Ein Cellokonzert, komponiert von Marcus Nigsch im Auftrag der Wiener Symphoniker zum 125-Jahre-Jubiläum, für einen Star der Szene, Kian Soltani, aufgeführt bei den Bregenzer Meisterkonzerten, unter der Leitung des jungen Dirigenten Patrick Hahn, wurde zum erwarteten großartigen Ereignis, doch nicht nur wegen dem Vorarlbergbezug des Komponisten und des Solisten!
Unter dem Namen „Marque“ hielt sich Marcus Nigsch als Popsänger in den Top-charts, bevor er in Zürich Barockmusik studierte und bei Herbert Willi, am damaligen Landeskonservatorium Feldkirch, Komposition. Schon 2021 hatte der Feldkircher zur 75-Jahr Feier der Bregenzer Festspiele einen prestigeträchtigen Kompositionsauftrag bekommen, das Werk wurde von den Wiener Symphonikern – Festspielorchester in Residence – uraufgeführt. Und auch für deren Geburtstag war Nigsch also erste Wahl. Nicht Klangexperimente faszinieren den Komponisten, sondern die Emotion in der Musik. „Ich möchte etwas zum Schwingen bringen. Mir ist es wichtig mit dem Handwerk, das ich gelernt habe, meine Aussage zu inszenieren, sodass für die Zuhörenden eine Art Kopfkino entsteht.“
Marcus Nigsch hat das Cellokonzert quasi auf Kian Soltani und sein Instrument – ein wunderschönes Stradivari-Cello, das ihm von einer Stiftung zur Verfügung gestellt wird – hingeschrieben. Die beiden kennen sich schon lange, und es verbindet sie auch die Vorliebe für genreübergreifende Musik. Da wurde ausführlich an Details getüftelt. „Manchmal erklingen Dialoge zwischen dem Orchester und dem Solisten. Dann nimmt er Motive auf und gibt sie weiter. Dann ringen sie miteinander. Der Solist taucht ein und das Orchester rollt über ihn hinweg. Das Konzert will nichts anderes als verständlich sein.“ Mit Steps – Lines –Beats sind die drei Sätze des Cellokonzerts „Versus“ übertitelt. Nigsch scheut nicht davor Melodien erklingen zu lassen, scharf fährt das Orchester dazwischen, dann wieder Schwelgen, bildreiche Geschichten musikantisch erzählt … „Das Ein- und Aussteigen von der Tonalität in die Atonalität hinein und umgekehrt interessieren mich. Im Vordergrund steht der Fluss in der Musik“, wird der Komponist im Programmheft zitiert. Virtuos am Cello, Kian Soltani, seine Bühnenpräsenz bewegt, der Sound ist berauschend. Eine Zugabe gibt es, nämlich den „Schwan“ aus Saint-Saens‘ „Karneval der Tiere“ zu Harfenklängen, sehr stimmig und bezaubernd.

● **Vorliegendes Material**:
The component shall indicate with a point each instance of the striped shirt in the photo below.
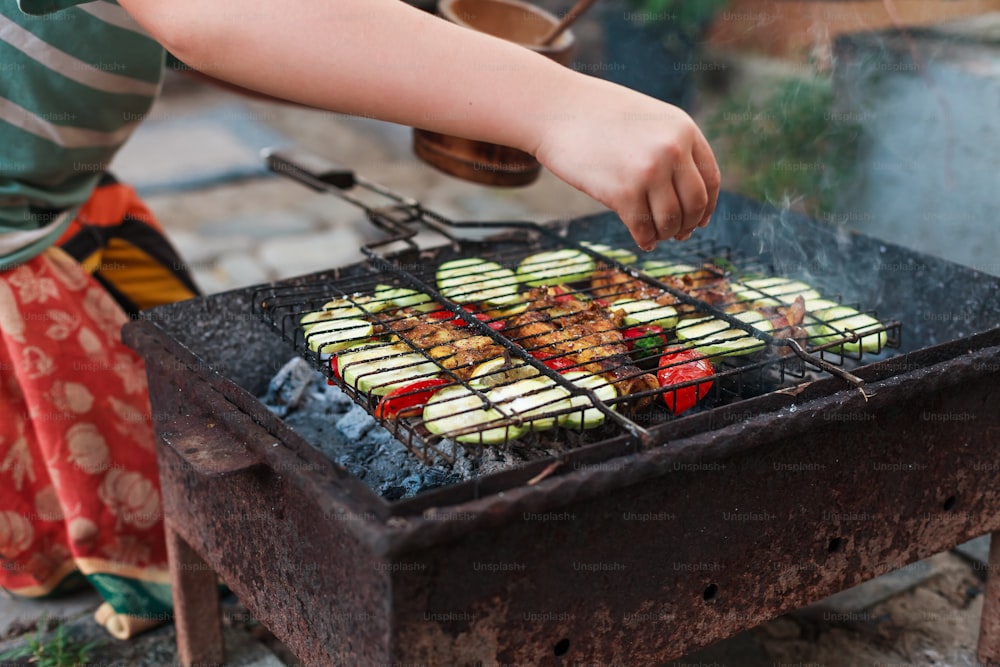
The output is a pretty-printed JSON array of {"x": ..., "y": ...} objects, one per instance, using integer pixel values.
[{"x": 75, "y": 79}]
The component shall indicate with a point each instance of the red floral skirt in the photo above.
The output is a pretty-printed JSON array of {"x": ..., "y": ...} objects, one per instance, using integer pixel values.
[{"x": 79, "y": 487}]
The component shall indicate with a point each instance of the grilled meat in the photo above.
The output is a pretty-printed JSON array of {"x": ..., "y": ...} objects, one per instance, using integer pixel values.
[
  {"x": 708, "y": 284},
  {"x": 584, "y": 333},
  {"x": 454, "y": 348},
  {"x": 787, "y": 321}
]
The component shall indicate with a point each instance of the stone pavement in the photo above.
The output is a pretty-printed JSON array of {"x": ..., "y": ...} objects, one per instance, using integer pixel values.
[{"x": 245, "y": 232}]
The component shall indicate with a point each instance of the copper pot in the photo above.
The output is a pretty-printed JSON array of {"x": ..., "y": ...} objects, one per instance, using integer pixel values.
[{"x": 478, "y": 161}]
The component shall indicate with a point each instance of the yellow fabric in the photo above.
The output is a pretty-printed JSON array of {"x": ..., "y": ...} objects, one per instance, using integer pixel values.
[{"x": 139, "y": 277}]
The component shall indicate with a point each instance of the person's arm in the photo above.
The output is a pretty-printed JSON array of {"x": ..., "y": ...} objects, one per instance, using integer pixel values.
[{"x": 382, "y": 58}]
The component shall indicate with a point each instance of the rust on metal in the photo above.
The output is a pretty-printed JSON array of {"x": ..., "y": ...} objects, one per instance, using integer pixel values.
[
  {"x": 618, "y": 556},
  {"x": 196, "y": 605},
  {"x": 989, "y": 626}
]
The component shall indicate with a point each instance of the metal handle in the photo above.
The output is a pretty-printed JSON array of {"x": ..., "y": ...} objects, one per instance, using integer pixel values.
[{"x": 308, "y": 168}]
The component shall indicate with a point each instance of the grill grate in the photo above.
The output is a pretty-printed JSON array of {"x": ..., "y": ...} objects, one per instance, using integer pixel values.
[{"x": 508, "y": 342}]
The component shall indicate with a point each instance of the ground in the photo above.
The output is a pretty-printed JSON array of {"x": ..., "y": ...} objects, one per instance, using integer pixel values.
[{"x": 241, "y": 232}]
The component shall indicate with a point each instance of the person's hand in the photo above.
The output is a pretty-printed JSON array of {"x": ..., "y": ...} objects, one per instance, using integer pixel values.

● **Aufgabe**:
Nenne alle Personen, die im Text über das Cellokonzert „Versus“ mit Namen erwähnt werden.

● **Lösung**:
Marcus Nigsch, Kian Soltani, Patrick Hahn, Herbert Willi, Saint-Saens